[Given text Boundary: Start]

Given all the talk about the U.S. News law school rankings I've been thinking for a while that I wanted to look at how a ranking of law schools based on a few of the factors that prospective students might care about (and that I certainly care about) would look. I have put together a quick look at schools based on an average of ranks of the median LSAT score of students entering in fall 2013, the rank of schools based on the percentage of their 2013 graduates who had full-time, permanent JD-required jobs, and the rank of their main law review based on the number of citations it received from 2006 to 2012. There's a lot one could argue about with regard to the selection (and weighting) of those three variables -- and if I do anything else with this paper I may very well refine the weight assigned to each variable (or even change the variables). But I do think this is a nice start in the direction of ranking schools based on the factors that matter in quality of an institution.
One of the things that I found of particular interest is how highly correlated a lot of the variables are. For instance, correlations between each of the three variables and the overall U.S. News rank are also high, though the U.S. News rank and LSAT median rank are correlated most highly of the three (.93). The correlation between U.S. News rank and full time, permanent JD required jobs rank is .76 and the correlation between U.S. News rank and law review citations rank is .87.

[Given text Boundary: End]
[Source information Boundary: Start]

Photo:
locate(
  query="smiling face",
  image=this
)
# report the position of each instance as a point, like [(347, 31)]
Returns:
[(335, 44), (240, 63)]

[Source information Boundary: End]

Task list:
1 - In the law school rankings text, which of the three variables correlates most highly with the U.S. News rank, and at what figure?
2 - Say whether each statement agrees with the law school rankings text, answering yes or no and quoting the words that decide it. (a) The law review citations counted were received from 2006 to 2012. (b) The correlation between U.S. News rank and full-time, permanent JD-required jobs rank is .87. (c) The LSAT medians used are for students entering in fall 2014.
3 - Carry the law school rankings text forward from the point where it stops.
The material plays no part in this work.

Answers by item:
1 - The LSAT median rank, at .93.

2 -
(a) Yes: "the number of citations it received from 2006 to 2012."
(b) No: "The correlation between U.S. News rank and full time, permanent JD required jobs rank is .76."
(c) No: "the median LSAT score of students entering in fall 2013."

3 -
This paper returns to the perennially favorite topic of ranking law schools. Where U.S. News & World Report includes a wide variety of factors – some of which are criticized as irrelevant to what prospective students care about (or should care about) – this paper looks to three variables. They are median LSAT score of entering students, which seeks to capture the quality of the student body; the percentage of the graduating students who are employed at 9 months following graduation at full-time, permanent JD required jobs; and the number of citations to each school’s main law review. This paper rank orders each of those variables, averages those ranks to obtain a new ranking, and then compares those new rankings to the U.S. News & World Report rankings.
If you're interested in this, you can find the full paper here, along with tables that list the schools that are the biggest winners in this new ranking and those that decline the most. Down the road I'd like to extend this ranking to all ABA-accredited law schools. The image is a series of scatter plots of ranks on U.S. News, LSAT medians for students entering fall 2013, percentage of class employed at JD-required long-term, full time jobs, and citations to law reviews, 2006-13.
Update:Over at taxprof Paul Caron has some discussion of this paper and there are a lot of comments on what should be counted in a ranking system. One of the things that I hoped this initial post would do is help me refine the factors to use and I appreciate the comments there and here -- and I'm particularly interested in the range of responses to the use of citations to schools' law reviews.
Michael Smith is also talking about the new ranking method at his blog -- especially the virtue of avoiding the peer assessment scores.